STUDY QUESTIONS
**a)** Duplicate the passage of the Snow Patrol album review from "Eyes Open is" up to and including "comments so far.".
**b)** Which Kate Bush work does the Snow Patrol album review compare the album to?

DOCUMENT EXCERPT

------------------------------------------------

Warmer Climate is a nice ending. It seems to spring from a gentler frame of mind, with more playful sentiments: "Maybe its the warmer climate, maybe I'm a smarter primate, maybe its the beer I'm drinking, maybe I've stopped over thinking". Having said that, the apocalyptic lyricism is there to the last, with a return to the solipsism of the earlier tracks as he imagines the two of them eclipsing literally everything else:

"The universe just vanished out of sight and all the stars collapsed behind the pitch black night and I can barely see your face in front of mine, but it is knowing you are there that makes me fine. But the universe is just an empty space and all the stars can disappear without a trace; I'm so glad that this has taken me so long, 'cause it's the journey that made me so strong."

In some ways, it's reminiscent of Kate Bush's The Ninth Wave (the second section of the best-selling Hounds Of Love album), which is based on the distinctly non-mainstream exploration of the thoughts of a drowning man. There's the same innocent beginning, the heaviness and intensity of the middle and then the relative lightness of the final moments. It's much more accessible though, with standalone songs that make sense out of context and a radio-friendly surface sheen that must surely be the primary reason for the album's commercial success.

I've now gone back and listened to earlier Snow Patrol material and I'm still not terribly enthusiastic about it. With a bit of time, I'm sure I can learn to get into it, but there's no doubt that the production values of this latest release are very different to their previous offerings. I gather that certain sections of the existing fanbase aren't impressed, but I don't have much sympathy with them. When I listen to Eyes Open, I don't hear any indication of creative compromise in the way they've been able to make their music appeal to wider audience.

There's so much more I could say about this album. About chord progressions that make my chest swell and my throat feel tight. About the way that the lyrics achieve a sublime balance of straightforwardness and elliptical suggestion. About Gary Lightbody's utterly enviable voice: bruised yet optimistic, wavering yet bold, vulnerable yet confident. About the way the album's cover art barely registered when I first saw it, yet now it's one of my favourite images of last year. However, it's time to stop. I've said enough.

Eyes Open is available at a Tesco, Sainsbury's or Asda near you. It's a beautiful world.

Favourite Music Of 2006 permalinks:
Intro, 30-26, 25-21, 20-16, 15-11, 10-6, 5-2, No. 1

Posted by Hg on Friday 12 January 2007 at 11:58.
Received 6 comments so far.

Comments

Blimey, what a turn-up. Having effortlessly avoided Snow Patrol for the whole of 2006, my curiosity has finally been pricked...

Comment by mike on Friday 12 January 2007 at 13:34.

------------------------------------------------

DATASET SECTION
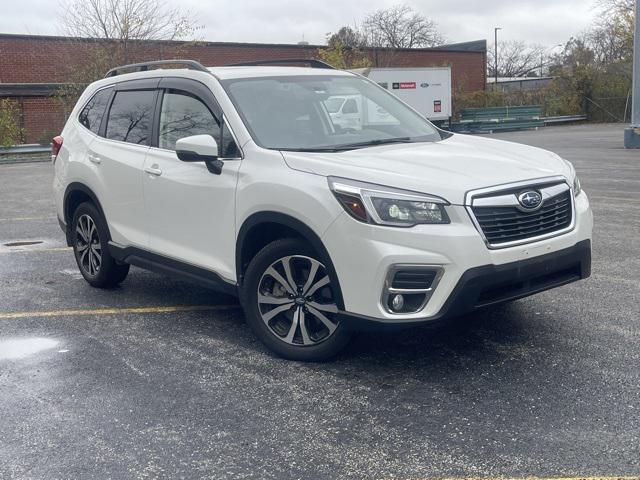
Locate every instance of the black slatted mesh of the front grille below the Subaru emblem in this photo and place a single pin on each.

------------------------------------------------

SOLUTIONS TO EACH TASK
**a)**
Eyes Open is available at a Tesco, Sainsbury's or Asda near you. It's a beautiful world.

Favourite Music Of 2006 permalinks:
Intro, 30-26, 25-21, 20-16, 15-11, 10-6, 5-2, No. 1

Posted by Hg on Friday 12 January 2007 at 11:58.
Received 6 comments so far.

**b)** The Ninth Wave, the second section of the Hounds Of Love album.